(Records excerpted from a collection)
────────────────────────────────────────

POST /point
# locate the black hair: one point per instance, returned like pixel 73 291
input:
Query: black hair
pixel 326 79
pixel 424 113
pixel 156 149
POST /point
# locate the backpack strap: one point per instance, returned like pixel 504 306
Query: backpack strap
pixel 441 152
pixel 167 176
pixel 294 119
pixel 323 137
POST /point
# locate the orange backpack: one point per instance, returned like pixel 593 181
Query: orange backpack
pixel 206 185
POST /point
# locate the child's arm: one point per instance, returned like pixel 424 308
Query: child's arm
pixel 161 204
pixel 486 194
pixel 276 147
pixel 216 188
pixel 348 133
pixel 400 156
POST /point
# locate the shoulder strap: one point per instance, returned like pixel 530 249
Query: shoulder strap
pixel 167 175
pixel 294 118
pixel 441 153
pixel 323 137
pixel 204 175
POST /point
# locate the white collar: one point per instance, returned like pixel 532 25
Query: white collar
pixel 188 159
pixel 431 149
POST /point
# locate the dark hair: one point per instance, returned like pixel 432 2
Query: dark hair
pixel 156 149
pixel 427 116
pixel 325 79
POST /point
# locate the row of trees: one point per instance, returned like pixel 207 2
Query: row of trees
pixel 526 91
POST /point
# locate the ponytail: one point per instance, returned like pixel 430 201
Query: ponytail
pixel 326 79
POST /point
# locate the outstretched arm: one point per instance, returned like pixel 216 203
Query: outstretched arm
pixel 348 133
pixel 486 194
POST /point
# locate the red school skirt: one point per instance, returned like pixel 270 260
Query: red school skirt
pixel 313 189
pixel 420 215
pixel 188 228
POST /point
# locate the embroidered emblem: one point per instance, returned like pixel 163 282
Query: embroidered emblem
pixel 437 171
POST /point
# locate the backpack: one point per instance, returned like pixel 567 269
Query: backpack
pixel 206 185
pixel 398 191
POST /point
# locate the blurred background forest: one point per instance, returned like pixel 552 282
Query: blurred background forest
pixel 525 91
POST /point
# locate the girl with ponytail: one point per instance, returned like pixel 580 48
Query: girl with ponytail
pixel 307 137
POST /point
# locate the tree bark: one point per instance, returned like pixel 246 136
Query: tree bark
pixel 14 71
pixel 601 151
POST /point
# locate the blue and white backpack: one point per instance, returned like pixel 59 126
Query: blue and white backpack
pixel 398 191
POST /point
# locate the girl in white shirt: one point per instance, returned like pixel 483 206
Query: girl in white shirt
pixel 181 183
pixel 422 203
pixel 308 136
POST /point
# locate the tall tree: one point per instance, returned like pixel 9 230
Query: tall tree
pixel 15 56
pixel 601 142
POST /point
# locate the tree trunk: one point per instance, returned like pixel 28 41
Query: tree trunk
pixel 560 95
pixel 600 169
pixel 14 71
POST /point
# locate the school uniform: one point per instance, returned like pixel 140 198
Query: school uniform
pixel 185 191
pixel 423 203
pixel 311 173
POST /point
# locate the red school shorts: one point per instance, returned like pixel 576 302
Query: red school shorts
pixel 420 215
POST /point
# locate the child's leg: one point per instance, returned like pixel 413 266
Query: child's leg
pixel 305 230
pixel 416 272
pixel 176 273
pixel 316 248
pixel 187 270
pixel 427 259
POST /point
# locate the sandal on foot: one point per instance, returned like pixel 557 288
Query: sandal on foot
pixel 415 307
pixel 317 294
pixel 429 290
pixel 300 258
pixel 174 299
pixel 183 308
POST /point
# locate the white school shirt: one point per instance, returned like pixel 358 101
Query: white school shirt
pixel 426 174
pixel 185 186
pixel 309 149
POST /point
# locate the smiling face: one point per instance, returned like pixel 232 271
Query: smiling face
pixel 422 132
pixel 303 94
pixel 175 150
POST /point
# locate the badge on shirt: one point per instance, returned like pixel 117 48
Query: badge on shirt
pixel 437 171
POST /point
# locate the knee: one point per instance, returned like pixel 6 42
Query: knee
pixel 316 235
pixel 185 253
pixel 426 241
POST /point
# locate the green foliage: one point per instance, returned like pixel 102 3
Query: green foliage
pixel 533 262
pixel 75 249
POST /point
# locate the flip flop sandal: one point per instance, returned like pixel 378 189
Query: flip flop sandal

────────────────────────────────────────

▶ [EXERCISE DETAILS]
If a line falls between the first line of the records and the line containing "# locate the row", inclusive, repeat it exactly; leave out all others.

▶ [EXERCISE OUTPUT]
POST /point
# locate the black hair: one point per instance, returned like pixel 73 291
input:
Query: black hair
pixel 326 79
pixel 424 113
pixel 156 149
POST /point
# locate the backpack strap: one point per instance, returned like pixel 504 306
Query: backpack strap
pixel 441 152
pixel 167 176
pixel 294 119
pixel 323 137
POST /point
# locate the orange backpack: one point per instance, returned like pixel 593 181
Query: orange backpack
pixel 206 185
POST /point
# locate the child's arm: one point per instance, returned like pixel 424 308
Query: child's arm
pixel 161 204
pixel 486 194
pixel 276 147
pixel 216 188
pixel 348 133
pixel 400 156
POST /point
# locate the shoulder strap: one point per instance, returned like pixel 530 249
Query: shoulder strap
pixel 167 175
pixel 294 118
pixel 441 153
pixel 323 137
pixel 204 175
POST /point
# locate the white collar: one point per instance, returned like pixel 532 25
Query: white collar
pixel 188 159
pixel 431 149
POST /point
# locate the dark hair: one point per instance, returned like pixel 432 2
Query: dark hair
pixel 156 149
pixel 427 116
pixel 325 79
POST /point
# locate the row of trees: one point per instance, returned like pixel 207 2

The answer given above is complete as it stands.